• **所示原文**
* * * * * * * * *

本帖最后由 东新街 于 2015-3-6 15:21 编辑
我改变不了老公,虽然我与他有太多的分歧,有的分歧甚至是严重得让我伤心,让我落泪,让我无奈,让我仇恨,但是33年来我们从没有想过要离开。 在我高中毕业时,老公就打发他的亲戚向我提亲,一心想求学的我拒绝了他。他入伍了,又托他的同学第二次向我提亲,在农村务农的我又一次拒绝了他。 在他入伍五年后,正准备退伍时,他回老家,乡亲们给他介绍了七八个农村姑娘,他全都没有放在心上。婆婆不舍得儿子坐卧不安,知道儿子的心思,便亲自出马找了我小学最要好的同学。在我肩挑粪筐,一身泥土一身臭味的情况下,同学将我忽悠到她的家里。我第一眼看到了那个一身军装,身高一米八的魁梧军人,没想到我的同学跑没影了,简陋的草房里剩下了一男一女,我羞却地坐在炕沿上,低着头用手指不停地掏那张本来就破旧的炕席。 军人在滔滔不绝地讲着他的家庭,他的荣耀:“我连续五年都是五好战士。”“我是1967年入的党。我父亲在医院上班,我小姨是部队医院的院长……”“我母亲是个好婆婆,还有一个了不起的奶奶……”感觉到他一直不知害羞地注视着我,我一言不发,觉得好羞好羞,无地自容。半个小时过去了,我的手指掏得生疼,好歹他在那一边,我在这一边,否则他会指责我不懂三大纪律八项注意了,竟然给同学家的席子淘了个大窟窿。我心里一直在埋怨我的同学:为什么不和我说提亲这回事?为什么不让我换换衣服?为什么欺骗我?军人一直在说着什么,将近一个小时过去了,听军人问了一句“你看行吗?”我立即回答:“散伙吧”。我抬起屁股一阵风似的跑了,一身的轻松。没想到一个星期之后就收到了一封长达八张纸的信,满信闻不到“散伙”的味,却被他对我的深深欣赏和情感而感动,就这样,我们建立了通信联系。因为是大姑娘了,因为是初次与异性交友,因为农村的艰苦,因为军人在当时的声誉,我终于有了与他交往的心理准备。

* * * * * * * * *

• **数据摘录**

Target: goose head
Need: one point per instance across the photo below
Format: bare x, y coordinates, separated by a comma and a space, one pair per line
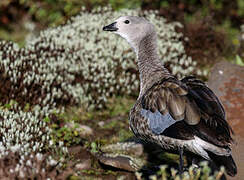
132, 28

* * * * * * * * *

• **作业要求**
(1) 判断以下三项说法是否与这篇提亲回忆相符，每项答“是”或“否”，并引用原文中起决定作用的字句：(a) 作者高中毕业时拒绝了第一次提亲，因为一心想求学；(b) 军人自称是1967年入伍的；(c) 作者一个星期之后收到了一封长达十张纸的信。
(2) 从这篇提亲回忆的最后一句之后接着往下写。

• **逐题答案**
(1)
(a) 是：“一心想求学的我拒绝了他”
(b) 否：“我是1967年入的党。”
(c) 否：“一封长达八张纸的信”

(2)
农村不是我的向往,尽管农村是一个广阔的天地,我还是渴望有上大学的机会,或者当兵。和军人通信半年之时,一个偶然的机会轮到了我,大哥让我去兰州当兵,说是内部招收,哥哥有一个名额。但是由于村里不批准,一直拖到次年三月村里才放我走,我索性给军人留了一封辞别信,扬长而去,从此甩掉了这个一心想在广阔的农村锻炼成材的义务兵。
没想到远离了父母,最后一批内部招兵已结束两个月了,一位好心的表哥将我送往了兵团,兵团的生活与农村没什么两样,苦得不能再苦了,孤单劳累和思乡之苦折磨着22岁的我。我渴望有人安慰,有人交流,有人爱抚,无奈中拿起笔给他写了第一封求饶信,连我自己都不会原谅我的自私,当然也是打听一下他提干了没有。信发出去我就在盼啊盼啊。天哪,不足一周,一封来自部队的信飞到了我的手中,我收到了一个军人四个兜的全身照。从此我们的恋爱正式开始了,那年我23岁。
1972年,我由兵团选拔推荐,实现了上大学的梦想。大学的四年的费用是我的恋人独立供给,每月寄来的15元,日复一日成为了我的压力,成了捆绑我的绳索,我失去了恋爱的权利,成了一个非自由人,我找不到任何理由离开他,从来也不敢有那个想法,这是父亲对我的教育,也是我日存月累的道德。
“抗战”八年的我们终于在1976年成立了最小单位,我们在极大的思想差别、思维差别、文化差别、习惯差别、接受教育的差别中度过了33个年头,吵吵闹闹,甜酸苦辣,漫长而又短暂,孩子优秀,双方老人健康长寿,我们终于老白头了。
一次,我们因一个很原则性的问题争吵不休,婆婆走过来说:“我看你们谁也离不开谁,何必互不退让呢?”我们竟然同时停止了战争。
前两天一个大学同学打电话问我:“现在不吵了吗?能坚持到老吧?”我说:“活到老吵到老,他已成了我唯一的终生的依靠,我和老公注定终生斯守。”他笑了,笑得那样满意。